▶ _Passage fourni_:
☆ ☆ ☆ ☆

M. AMR ABDELLATIF ABOULATTA (Égypte) a insisté sur les progrès indéniables accomplis dans la lutte contre Boko Haram et loué les efforts des États de la région, malgré le manque de ressources.  Des mesures ont été prises pour faire respecter les droits de l’homme et favoriser le retour des personnes déplacées, a-t-il dit. 

Il a également estimé que la crise humanitaire était gérée avec sérieux, même si celle-ci reste aiguë dans le nord du Nigéria.  Les donateurs doivent honorer les engagements pris à Oslo en début d’année pour éviter une catastrophe humanitaire, a affirmé le délégué. 

M. Aboulatta a ensuite condamné toutes les exactions de Boko Haram contre les populations civiles et demandé le rétablissement de la justice.  « L’impunité ne peut prévaloir. »  Il a appelé les partenaires à apporter leur aide à la Force multinationale mixte, notamment en ce qui concerne la formation des soldats. 

En conclusion, M. Aboulatta a avancé l’idée de la création d’un fonds destiné à financer cette Force. 

Mme ANNE GUEGUEN (France) s’est dite encouragée par les récents progrès enregistrés dans la lutte contre Boko Haram dans la région du bassin du lac Tchad et a salué les efforts conjoints consentis à cette fin par les pays de la région, ainsi que le « rôle central » joué par la Force multinationale mixte. 

Elle a toutefois rappelé que la menace terroriste continuait de peser sur les pays de la région et leurs populations et a déploré les nombreuses violations des droits de l’homme, en particulier celles commises à l’encontre des enfants, dont elle a notamment dénoncé l’emploi accru dans les attentats-suicides.  La mobilisation des pays de la région doit donc se poursuivre, avec le soutien de la communauté internationale, a ajouté la représentante.

La responsabilité du Conseil de sécurité est d’apporter un soutien aux États africains qui s’unissent au niveau régional dans la lutte contre le terrorisme, a poursuivi Mme Gueguen.  À cet égard, a-t-elle ajouté, « la France joue pleinement son rôle », par le biais du soutien apporté par l’opération Barkhane dans les domaines logistique et du renseignement.  La France apporte en outre un soutien bilatéral aux armées de la région engagées dans lutte contre Boko Haram. 

Le soutien international va de pair avec certaines responsabilités, a souligné la représentante, qui a rappelé que la lutte contre le terrorisme ne saurait s’accompagner de violations des droits de l’homme, quelle qu’en soit la forme.  La France attend donc des pays membres de la Force multinationale mixte qu’ils agissent dans le plein respect du droit international.

☆ ☆ ☆ ☆

▶ _Segment de données_:
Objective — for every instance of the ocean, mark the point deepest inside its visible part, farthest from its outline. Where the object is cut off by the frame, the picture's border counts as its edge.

☆ ☆ ☆ ☆

▶ _Travail à faire_:
1/ Répondez aux questions suivantes à partir du compte rendu sur la lutte contre Boko Haram.
(a) Dans quelle ville les donateurs ont-ils pris des engagements en début d'année, selon le délégué de l'Égypte ?
(b) Quelle idée M. Aboulatta a-t-il avancée en conclusion ?
(c) Par quelle opération la France apporte-t-elle un soutien dans les domaines logistique et du renseignement ?
2/ Rédigez la suite du compte rendu sur la lutte contre Boko Haram à partir de sa dernière phrase.

▶ _Réponses attendues_:
1/
(a) À Oslo.
(b) La création d'un fonds destiné à financer la Force multinationale mixte.
(c) L'opération Barkhane.

2/
Mme Gueguen a également rappelé que la réponse à la crise dans la région du bassin du lac Tchad « ne peut être uniquement sécuritaire » mais avait aussi un aspect humanitaire, de protection des civils et de développement.  Rappelant l’ampleur des besoins humanitaires, elle a estimé que, pour être réellement efficace, l’action des Nations Unies ne pouvait venir qu’en soutien aux efforts des pays de la région, et a considéré comme « un pas important » le mécanisme tripartite mis en place par le Haut-Commissariat des Nations Unies pour les réfugiés, le Nigéria et le Cameroun. 

Elle s’est en outre dite très inquiète du risque de famine dans le nord-est du Nigéria du fait de l’instabilité générée par Boko Haram.  À cet égard, elle a rappelé qu’à la demande de la France, le Secrétaire général fera une présentation spécifique sur la question en octobre, lors de la présidence française du Conseil de sécurité. 

En conclusion, Mme Gueguen a estimé que la région du bassin du lac Tchad n’avait pas toujours reçu l’attention requise de la part de la communauté internationale.  Pour elle, la visite que le Conseil de sécurité a effectuée dans la région en mars dernier « a permis de commencer à réparer cette erreur » mais il importe que ce dossier « demeure une vraie priorité, dans la durée, du Conseil et de la communauté internationale ». 

M. WU HAITAO (Chine) a estimé que des mesures doivent être prises sur le plan humanitaire dans le bassin du lac Tchad, comme l’a fait son gouvernement par le biais de canaux bilatéraux et multilatéraux. 

Il s’est ensuite félicité des efforts déployés par les gouvernements de la région dans la lutte antiterroriste, notamment dans le cadre de la Force multinationale mixte, qui témoignent d’une appropriation des questions sécuritaires. 

Le représentant a ajouté qu’en conclusion, la communauté internationale devrait mieux aligner les priorités du Programme de développement durable à l’horizon 2030 sur celles de l’« Agenda 2063: L’Afrique que nous voulons ».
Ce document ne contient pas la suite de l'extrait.